### 待办事项:
A – 根据摘录，ClassifierLossReduction 的基类是什么？
B – 请把摘录中的一段重新写出：从含有“This class used”的地方开始，到“forward inside LitAutoEncoder.”之后结束，并将其中的“LitAutoEncoder”替换为“LitClassifier”。

### 摘录:
-=-=-

微调 Token 分类器

`ClassifierInput`

基类：TypedDict

在 ClassifierLossReduction 的 forward 方法中用作输入。

源代码位于 bionemo/esm2/model/finetune/finetune_token_classifier.py

class ClassifierInput(TypedDict):
    """Used as input in the ClassifierLossReduction's forward method."""

    labels: Tensor
    loss_mask: Tensor

`ClassifierLossReduction`

基类：BERTMLMLossWithReduction

用于计算分类输出交叉熵损失的类。

此类用于计算损失，以及记录跨微批次的缩减损失。

源代码位于 bionemo/esm2/model/finetune/finetune_token_classifier.py

class ClassifierLossReduction(BERTMLMLossWithReduction):
    """A class for calculating the cross entropy loss of classification output.

    This class used for calculating the loss, and for logging the reduced loss across micro batches.
    """

    def forward(
        self, batch: ClassifierInput, forward_out: Esm2FineTuneTokenOutput
    ) -> Tuple[Tensor, PerTokenLossDict | SameSizeLossDict]:
        """Calculates the loss within a micro-batch. A micro-batch is a batch of data on a single GPU.

        Args:
            batch: A batch of data that gets passed to the original forward inside LitAutoEncoder.
            forward_out: the output of the forward method inside classification head.

        Returns:
            A tuple where the loss tensor will be used for backpropagation and the dict will be passed to
            the reduce method, which currently only works for logging.
        """
        targets = batch["labels"]  # [b, s]
        # [b, s, num_class] -> [b, num_class, s] to satisfy input dims for cross_entropy loss
        classification_output = forward_out["classification_output"].permute(0, 2, 1)
        loss_mask = batch["loss_mask"]  # [b, s]

        cp_size = parallel_state.get_context_parallel_world_size()
        if cp_size == 1:
            losses = torch.nn.functional.cross_entropy(classification_output, targets, reduction="none")

-=-=-

### 提供的材料:
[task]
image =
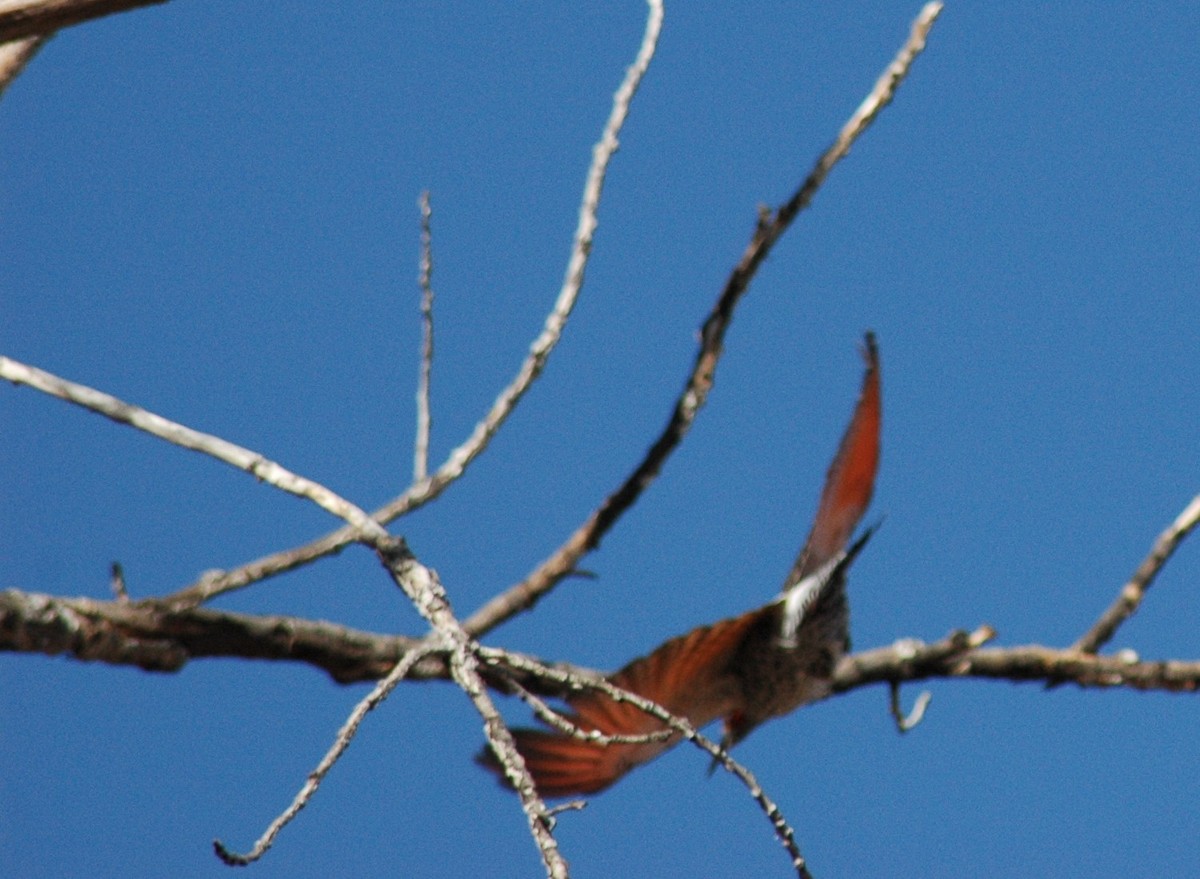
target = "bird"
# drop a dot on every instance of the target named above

-=-=-

### 回复:
A – BERTMLMLossWithReduction

B –
This class used for calculating the loss, and for logging the reduced loss across micro batches.
    """

    def forward(
        self, batch: ClassifierInput, forward_out: Esm2FineTuneTokenOutput
    ) -> Tuple[Tensor, PerTokenLossDict | SameSizeLossDict]:
        """Calculates the loss within a micro-batch. A micro-batch is a batch of data on a single GPU.

        Args:
            batch: A batch of data that gets passed to the original forward inside LitClassifier.